## Records for this exercise
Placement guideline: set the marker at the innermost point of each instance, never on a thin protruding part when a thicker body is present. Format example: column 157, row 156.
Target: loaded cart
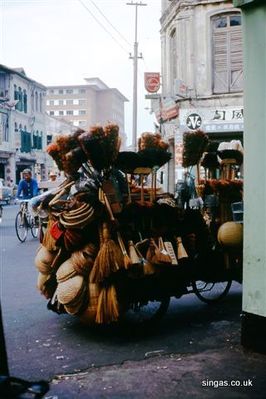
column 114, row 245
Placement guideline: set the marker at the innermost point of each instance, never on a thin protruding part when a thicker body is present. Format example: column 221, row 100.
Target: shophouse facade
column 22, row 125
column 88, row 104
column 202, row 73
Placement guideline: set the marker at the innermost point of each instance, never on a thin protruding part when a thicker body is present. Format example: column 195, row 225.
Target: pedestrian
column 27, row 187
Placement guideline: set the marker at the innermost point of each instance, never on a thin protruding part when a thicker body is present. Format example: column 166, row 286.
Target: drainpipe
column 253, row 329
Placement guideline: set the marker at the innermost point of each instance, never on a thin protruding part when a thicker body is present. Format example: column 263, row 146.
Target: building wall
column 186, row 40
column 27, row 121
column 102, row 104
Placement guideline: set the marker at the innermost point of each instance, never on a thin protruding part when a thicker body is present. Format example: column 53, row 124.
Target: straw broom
* * *
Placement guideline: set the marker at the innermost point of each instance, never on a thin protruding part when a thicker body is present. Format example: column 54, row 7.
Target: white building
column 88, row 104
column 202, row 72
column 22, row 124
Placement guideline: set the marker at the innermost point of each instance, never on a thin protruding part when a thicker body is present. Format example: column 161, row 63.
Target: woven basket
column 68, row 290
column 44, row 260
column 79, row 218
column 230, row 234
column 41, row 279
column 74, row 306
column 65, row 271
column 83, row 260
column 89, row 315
...
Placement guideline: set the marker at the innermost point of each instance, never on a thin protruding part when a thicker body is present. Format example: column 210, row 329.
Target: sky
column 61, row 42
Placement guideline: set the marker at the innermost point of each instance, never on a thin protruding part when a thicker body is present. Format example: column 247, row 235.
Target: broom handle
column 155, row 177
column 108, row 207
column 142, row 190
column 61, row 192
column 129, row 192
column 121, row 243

## What you are asked to do
Look back at the data above, then output exactly the lines from the line holding "157, row 156." up to and including the line holding "263, row 146.". Leave out the pictures.

## Reply to the exercise
Placement guideline: set the marker at the innermost point of each instance, never on a thin protruding part when a thicker body is present. Format example: column 157, row 156.
Target: loaded cart
column 114, row 245
Placement guideline: set the marker at the innermost point of each instance, never on a thin protruding part when a thicker body is present. Format example: column 221, row 100.
Target: shophouse facade
column 22, row 125
column 88, row 104
column 202, row 73
Placement guideline: set the marker at the innermost point of each instance, never on a thin protruding part when a thicker body is present. Format example: column 195, row 225.
Target: pedestrian
column 27, row 187
Placement guideline: set the marker at the innermost point of each instance, never on a thin protruding part when a thicker body is present. Format example: column 166, row 286.
Target: drainpipe
column 253, row 329
Placement guideline: set the marker at the innermost point of each instance, never on a thin protruding part when a thicker body is present. Format example: column 263, row 146.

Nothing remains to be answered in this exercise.